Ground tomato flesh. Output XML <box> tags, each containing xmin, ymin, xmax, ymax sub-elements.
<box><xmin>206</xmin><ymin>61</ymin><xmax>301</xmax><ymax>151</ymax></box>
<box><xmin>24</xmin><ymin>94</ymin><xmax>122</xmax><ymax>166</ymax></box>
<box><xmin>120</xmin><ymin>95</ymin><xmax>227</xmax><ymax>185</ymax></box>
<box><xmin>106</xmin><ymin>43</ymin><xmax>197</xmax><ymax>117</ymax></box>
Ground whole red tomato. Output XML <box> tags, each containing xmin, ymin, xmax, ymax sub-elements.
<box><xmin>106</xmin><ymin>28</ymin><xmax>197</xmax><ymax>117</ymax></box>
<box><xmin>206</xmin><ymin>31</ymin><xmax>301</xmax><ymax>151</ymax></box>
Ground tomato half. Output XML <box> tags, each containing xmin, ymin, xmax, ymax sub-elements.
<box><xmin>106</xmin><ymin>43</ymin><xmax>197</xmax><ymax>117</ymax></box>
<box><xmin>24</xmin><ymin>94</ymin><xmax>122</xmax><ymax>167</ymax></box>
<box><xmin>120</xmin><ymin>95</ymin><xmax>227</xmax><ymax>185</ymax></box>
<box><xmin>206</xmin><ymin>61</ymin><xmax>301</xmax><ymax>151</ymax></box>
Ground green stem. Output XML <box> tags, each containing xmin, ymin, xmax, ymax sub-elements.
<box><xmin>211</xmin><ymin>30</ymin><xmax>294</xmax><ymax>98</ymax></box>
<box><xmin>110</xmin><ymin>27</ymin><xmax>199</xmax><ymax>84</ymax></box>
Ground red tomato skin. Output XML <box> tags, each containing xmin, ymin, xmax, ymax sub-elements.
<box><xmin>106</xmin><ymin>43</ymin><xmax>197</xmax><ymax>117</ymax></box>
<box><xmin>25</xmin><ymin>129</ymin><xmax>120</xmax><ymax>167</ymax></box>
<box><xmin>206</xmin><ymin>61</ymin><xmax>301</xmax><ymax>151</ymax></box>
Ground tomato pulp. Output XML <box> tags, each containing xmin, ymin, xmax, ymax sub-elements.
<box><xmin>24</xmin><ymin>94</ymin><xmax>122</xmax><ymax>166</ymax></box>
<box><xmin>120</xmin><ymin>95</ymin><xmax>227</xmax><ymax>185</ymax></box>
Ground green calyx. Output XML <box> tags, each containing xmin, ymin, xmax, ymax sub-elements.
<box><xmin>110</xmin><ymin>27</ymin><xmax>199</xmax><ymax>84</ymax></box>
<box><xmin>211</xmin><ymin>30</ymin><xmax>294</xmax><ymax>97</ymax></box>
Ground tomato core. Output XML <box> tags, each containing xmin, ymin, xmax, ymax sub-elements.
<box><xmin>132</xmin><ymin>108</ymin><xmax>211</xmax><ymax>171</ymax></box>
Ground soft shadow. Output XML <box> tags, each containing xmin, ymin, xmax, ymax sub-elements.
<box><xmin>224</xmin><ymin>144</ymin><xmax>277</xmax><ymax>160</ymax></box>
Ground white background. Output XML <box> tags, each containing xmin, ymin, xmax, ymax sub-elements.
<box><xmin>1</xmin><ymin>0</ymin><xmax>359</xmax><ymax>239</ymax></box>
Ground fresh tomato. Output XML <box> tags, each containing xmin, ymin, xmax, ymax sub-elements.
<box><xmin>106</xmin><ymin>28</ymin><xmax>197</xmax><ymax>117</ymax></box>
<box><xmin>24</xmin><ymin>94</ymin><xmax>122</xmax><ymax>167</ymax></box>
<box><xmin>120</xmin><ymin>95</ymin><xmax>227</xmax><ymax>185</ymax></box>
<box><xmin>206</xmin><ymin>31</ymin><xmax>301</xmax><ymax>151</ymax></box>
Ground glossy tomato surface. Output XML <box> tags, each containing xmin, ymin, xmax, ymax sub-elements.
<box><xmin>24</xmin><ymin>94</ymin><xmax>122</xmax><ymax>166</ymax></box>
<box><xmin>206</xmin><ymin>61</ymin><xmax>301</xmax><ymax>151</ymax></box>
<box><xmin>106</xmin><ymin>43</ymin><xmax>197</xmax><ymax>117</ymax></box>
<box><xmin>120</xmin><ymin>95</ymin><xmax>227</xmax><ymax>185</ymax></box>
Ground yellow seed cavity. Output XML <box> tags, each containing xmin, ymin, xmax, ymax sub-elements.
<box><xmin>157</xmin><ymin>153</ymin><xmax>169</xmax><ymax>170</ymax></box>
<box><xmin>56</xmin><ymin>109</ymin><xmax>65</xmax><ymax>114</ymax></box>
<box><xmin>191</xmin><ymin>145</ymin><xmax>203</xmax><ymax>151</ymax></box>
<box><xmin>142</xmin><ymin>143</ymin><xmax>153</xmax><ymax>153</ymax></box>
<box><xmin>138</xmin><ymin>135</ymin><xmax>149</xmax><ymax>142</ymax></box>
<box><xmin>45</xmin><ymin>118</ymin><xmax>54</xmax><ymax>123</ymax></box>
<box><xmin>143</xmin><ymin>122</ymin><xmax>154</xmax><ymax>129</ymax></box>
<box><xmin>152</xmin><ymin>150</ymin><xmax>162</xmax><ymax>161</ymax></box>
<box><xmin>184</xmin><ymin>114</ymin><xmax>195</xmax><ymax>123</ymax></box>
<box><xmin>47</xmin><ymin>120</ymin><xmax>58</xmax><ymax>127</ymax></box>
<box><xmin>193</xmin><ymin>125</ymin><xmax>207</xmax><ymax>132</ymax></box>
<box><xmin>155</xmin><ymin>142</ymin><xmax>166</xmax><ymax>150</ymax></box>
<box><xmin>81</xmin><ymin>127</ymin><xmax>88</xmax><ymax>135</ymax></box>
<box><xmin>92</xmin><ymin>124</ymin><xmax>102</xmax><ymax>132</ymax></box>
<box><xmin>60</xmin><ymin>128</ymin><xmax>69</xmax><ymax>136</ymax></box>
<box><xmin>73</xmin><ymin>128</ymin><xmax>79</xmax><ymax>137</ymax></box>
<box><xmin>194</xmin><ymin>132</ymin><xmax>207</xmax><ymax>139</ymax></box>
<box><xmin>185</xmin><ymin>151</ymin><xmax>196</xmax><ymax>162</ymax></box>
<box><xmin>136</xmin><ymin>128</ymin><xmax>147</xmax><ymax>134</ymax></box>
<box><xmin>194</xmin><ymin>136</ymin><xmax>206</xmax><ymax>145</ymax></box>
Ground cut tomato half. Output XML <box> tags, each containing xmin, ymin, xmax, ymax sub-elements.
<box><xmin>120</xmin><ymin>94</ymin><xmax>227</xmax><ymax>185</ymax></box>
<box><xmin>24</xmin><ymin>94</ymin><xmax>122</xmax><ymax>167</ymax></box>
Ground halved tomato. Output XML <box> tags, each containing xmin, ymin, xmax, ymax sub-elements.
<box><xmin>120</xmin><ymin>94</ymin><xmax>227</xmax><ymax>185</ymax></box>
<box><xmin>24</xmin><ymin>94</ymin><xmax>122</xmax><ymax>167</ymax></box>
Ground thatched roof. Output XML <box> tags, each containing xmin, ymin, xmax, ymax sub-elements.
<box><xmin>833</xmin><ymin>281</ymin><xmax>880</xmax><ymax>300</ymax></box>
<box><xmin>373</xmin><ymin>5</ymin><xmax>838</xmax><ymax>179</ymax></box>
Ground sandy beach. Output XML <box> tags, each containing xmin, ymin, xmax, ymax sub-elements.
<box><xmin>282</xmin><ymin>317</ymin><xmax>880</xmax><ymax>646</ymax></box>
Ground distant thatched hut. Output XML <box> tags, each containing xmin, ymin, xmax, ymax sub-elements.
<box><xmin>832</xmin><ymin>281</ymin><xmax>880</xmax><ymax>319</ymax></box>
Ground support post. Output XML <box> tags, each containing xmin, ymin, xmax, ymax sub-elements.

**EXERCISE OBJECTIVE**
The lines to write out run from the one with "Ground halved tomato." through the end of the records. Give them exactly, and only them.

**SOLVED PROBLEM**
Ground halved tomato. Output XML <box> tags, each containing xmin, ymin, xmax, ymax sub-elements.
<box><xmin>120</xmin><ymin>94</ymin><xmax>227</xmax><ymax>185</ymax></box>
<box><xmin>24</xmin><ymin>94</ymin><xmax>122</xmax><ymax>167</ymax></box>
Ground thatched roof. Output XML <box> tags, each containing xmin, ymin, xmax, ymax sub-elements.
<box><xmin>833</xmin><ymin>281</ymin><xmax>880</xmax><ymax>300</ymax></box>
<box><xmin>373</xmin><ymin>5</ymin><xmax>838</xmax><ymax>179</ymax></box>
Ground sandy beach. Output XML <box> tags, each containing xmin, ymin, xmax, ymax sub-elements.
<box><xmin>282</xmin><ymin>317</ymin><xmax>880</xmax><ymax>646</ymax></box>
Ground distant thatched hut. Output XML <box> tags, each containing xmin, ymin, xmax, ymax sub-elements.
<box><xmin>832</xmin><ymin>281</ymin><xmax>880</xmax><ymax>319</ymax></box>
Ground support post. Output XML <box> tags, each containing xmin, ymin, xmax, ymax sub-elements.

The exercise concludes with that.